• Tarefas a realizar
[1] No texto sobre o filme, copie tudo desde "Courtney, vivida por" até "fazer com ela.", substituindo "cérebro" por "mente".
[2] Liste todas as partes do corpo humano mencionadas no trecho sobre o filme.

• Trecho para leitura
┄┄┄┄┄┄┄┄┄┄

Há filmes que tentam engarrafar perguntas universais para vendê-las com pipoca. “Além da Morte” parte dessa ambição perigosa: decifrar o depois, esse território que nenhuma religião realmente conseguiu monopolizar, embora todas as marcas tentem licenciar. Cinco jovens médicos, orgulhosos de sua inteligência treinada em laboratório, decidem brincar com o limite que a biologia ainda insiste em chamar de vida. Não porque sejam visionários, mas porque a soberba é um ótimo combustível para aventuras ruins e, ocasionalmente, para o cinema.
Courtney, vivida por Elliot Page com um misto de culpa e obstinação quase sedutora, busca uma resposta para o trauma que carrega no peito desde o acidente que destruiu a vida que conhecia. Seu método? Interromper o coração, literalmente, e registrar o que acontece quando o cérebro entra naquele intervalo onde o tempo talvez não exista. Há poesia nessa insanidade científica, mesmo que o roteiro não saiba exatamente o que fazer com ela.

┄┄┄┄┄┄┄┄┄┄

Dados de localização de pontos:
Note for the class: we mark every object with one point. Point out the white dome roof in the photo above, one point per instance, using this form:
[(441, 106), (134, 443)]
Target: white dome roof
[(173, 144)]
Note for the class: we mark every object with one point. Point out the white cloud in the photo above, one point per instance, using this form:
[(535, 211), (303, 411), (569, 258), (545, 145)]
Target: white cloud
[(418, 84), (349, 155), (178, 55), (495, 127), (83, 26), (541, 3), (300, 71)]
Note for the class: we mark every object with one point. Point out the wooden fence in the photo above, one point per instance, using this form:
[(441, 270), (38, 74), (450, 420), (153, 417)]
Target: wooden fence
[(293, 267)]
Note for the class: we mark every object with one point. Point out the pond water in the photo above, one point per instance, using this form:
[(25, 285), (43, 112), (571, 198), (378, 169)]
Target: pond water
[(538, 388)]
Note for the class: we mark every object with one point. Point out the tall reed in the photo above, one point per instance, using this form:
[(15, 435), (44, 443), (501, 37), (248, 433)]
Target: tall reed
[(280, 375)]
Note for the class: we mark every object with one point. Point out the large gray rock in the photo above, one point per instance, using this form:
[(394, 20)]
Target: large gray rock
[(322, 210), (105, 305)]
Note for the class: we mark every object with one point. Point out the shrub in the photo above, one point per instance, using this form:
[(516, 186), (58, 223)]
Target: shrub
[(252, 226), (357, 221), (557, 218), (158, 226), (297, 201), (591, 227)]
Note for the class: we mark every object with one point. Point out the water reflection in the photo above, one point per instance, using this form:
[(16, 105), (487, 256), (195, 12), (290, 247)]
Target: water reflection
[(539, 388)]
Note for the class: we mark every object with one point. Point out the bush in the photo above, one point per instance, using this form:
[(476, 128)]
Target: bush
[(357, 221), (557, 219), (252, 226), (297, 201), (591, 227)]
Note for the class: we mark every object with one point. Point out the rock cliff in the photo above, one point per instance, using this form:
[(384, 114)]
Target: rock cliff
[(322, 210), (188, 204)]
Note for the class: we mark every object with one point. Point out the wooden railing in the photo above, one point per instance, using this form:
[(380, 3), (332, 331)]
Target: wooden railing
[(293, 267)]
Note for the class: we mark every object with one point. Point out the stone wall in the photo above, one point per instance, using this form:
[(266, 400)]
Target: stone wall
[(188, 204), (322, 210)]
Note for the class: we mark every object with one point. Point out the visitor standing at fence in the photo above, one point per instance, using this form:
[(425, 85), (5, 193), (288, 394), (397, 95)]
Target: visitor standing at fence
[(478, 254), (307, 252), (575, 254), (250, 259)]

┄┄┄┄┄┄┄┄┄┄

• Respostas por tarefa
[1]
Courtney, vivida por Elliot Page com um misto de culpa e obstinação quase sedutora, busca uma resposta para o trauma que carrega no peito desde o acidente que destruiu a vida que conhecia. Seu método? Interromper o coração, literalmente, e registrar o que acontece quando o mente entra naquele intervalo onde o tempo talvez não exista. Há poesia nessa insanidade científica, mesmo que o roteiro não saiba exatamente o que fazer com ela.

[2] peito, coração, cérebro